* Dados *
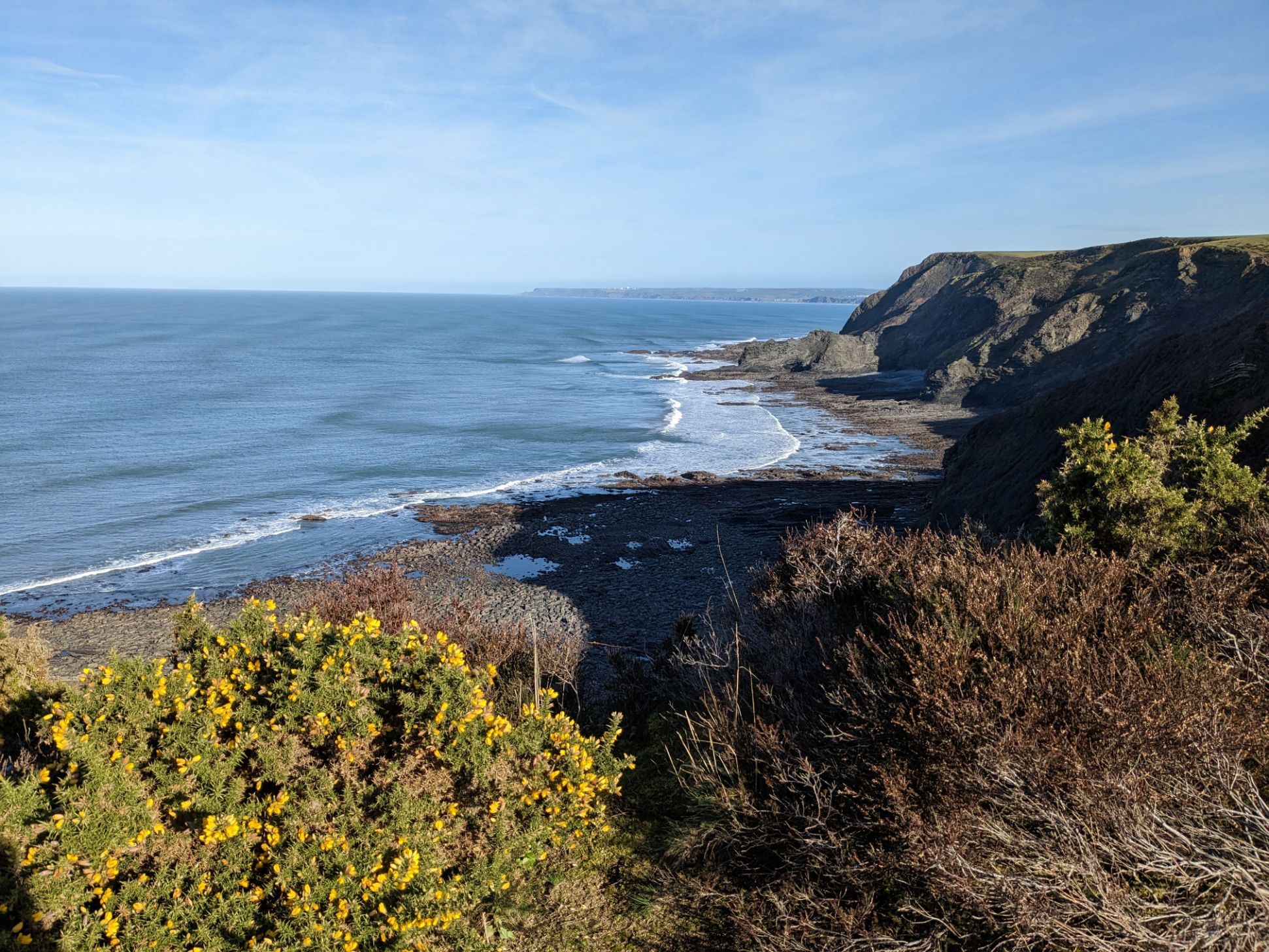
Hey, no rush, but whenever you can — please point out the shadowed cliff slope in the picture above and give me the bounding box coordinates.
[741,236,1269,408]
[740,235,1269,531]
...
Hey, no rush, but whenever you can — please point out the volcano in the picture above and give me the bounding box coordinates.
---
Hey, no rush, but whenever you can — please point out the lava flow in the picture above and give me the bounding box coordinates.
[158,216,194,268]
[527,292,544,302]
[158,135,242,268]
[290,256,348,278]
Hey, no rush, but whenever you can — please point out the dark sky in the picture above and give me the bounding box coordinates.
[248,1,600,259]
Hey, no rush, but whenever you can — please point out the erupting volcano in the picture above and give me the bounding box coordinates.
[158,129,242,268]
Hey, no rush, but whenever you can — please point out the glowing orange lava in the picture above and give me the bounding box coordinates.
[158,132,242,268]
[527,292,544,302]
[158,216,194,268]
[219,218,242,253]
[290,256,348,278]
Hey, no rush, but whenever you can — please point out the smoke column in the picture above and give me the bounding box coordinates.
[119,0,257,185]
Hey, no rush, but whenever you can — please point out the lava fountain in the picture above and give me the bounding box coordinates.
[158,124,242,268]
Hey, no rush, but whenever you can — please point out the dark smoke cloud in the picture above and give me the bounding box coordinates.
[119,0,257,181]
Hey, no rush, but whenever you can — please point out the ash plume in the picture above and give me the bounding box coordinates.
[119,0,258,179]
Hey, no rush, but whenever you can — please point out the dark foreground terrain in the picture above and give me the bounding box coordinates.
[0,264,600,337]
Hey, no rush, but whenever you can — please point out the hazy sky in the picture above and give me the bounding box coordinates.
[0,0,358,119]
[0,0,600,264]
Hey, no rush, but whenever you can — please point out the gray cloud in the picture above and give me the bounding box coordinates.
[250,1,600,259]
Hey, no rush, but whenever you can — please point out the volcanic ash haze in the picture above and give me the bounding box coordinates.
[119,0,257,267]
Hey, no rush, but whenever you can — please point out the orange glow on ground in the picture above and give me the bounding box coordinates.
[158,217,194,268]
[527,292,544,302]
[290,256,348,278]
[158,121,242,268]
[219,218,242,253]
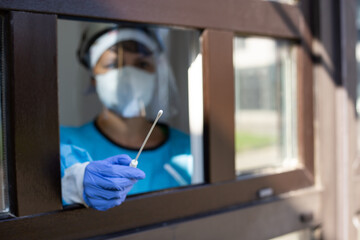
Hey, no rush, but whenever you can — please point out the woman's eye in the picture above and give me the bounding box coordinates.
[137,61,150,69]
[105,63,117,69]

* Enunciado *
Transcreva sem alterações as linhas dos registros a partir daquela que contém "the lava fountain", encerrando após a linha que contém "[250,1,600,259]".

* Resultado do exercício *
Hey, no rush, but whenever you can — please point out the lava fountain in the picture above and give me the bounding box coordinates.
[158,124,242,268]
Hey, no rush, but whenever you can — please point out the dark smoke cloud in the picture above and give me the bounding box coordinates.
[119,0,257,181]
Hey, no rush, but whenever you can — please point out the ash plume in the picture above and give me the bounding box coordinates.
[119,0,258,179]
Hey, no rush, but whenever you can — please point out the dark foreground terrain in the picture above and give me the bounding box coordinates.
[0,264,600,337]
Hey, no rush, but whenever you can — please point out the hazy sky in the picture above and give me the bounding box coordinates.
[0,0,358,119]
[0,0,600,264]
Hey, no rush, but whenever you can — please point out the gray cloud in the picture above and give me the bounding box coordinates.
[250,1,600,259]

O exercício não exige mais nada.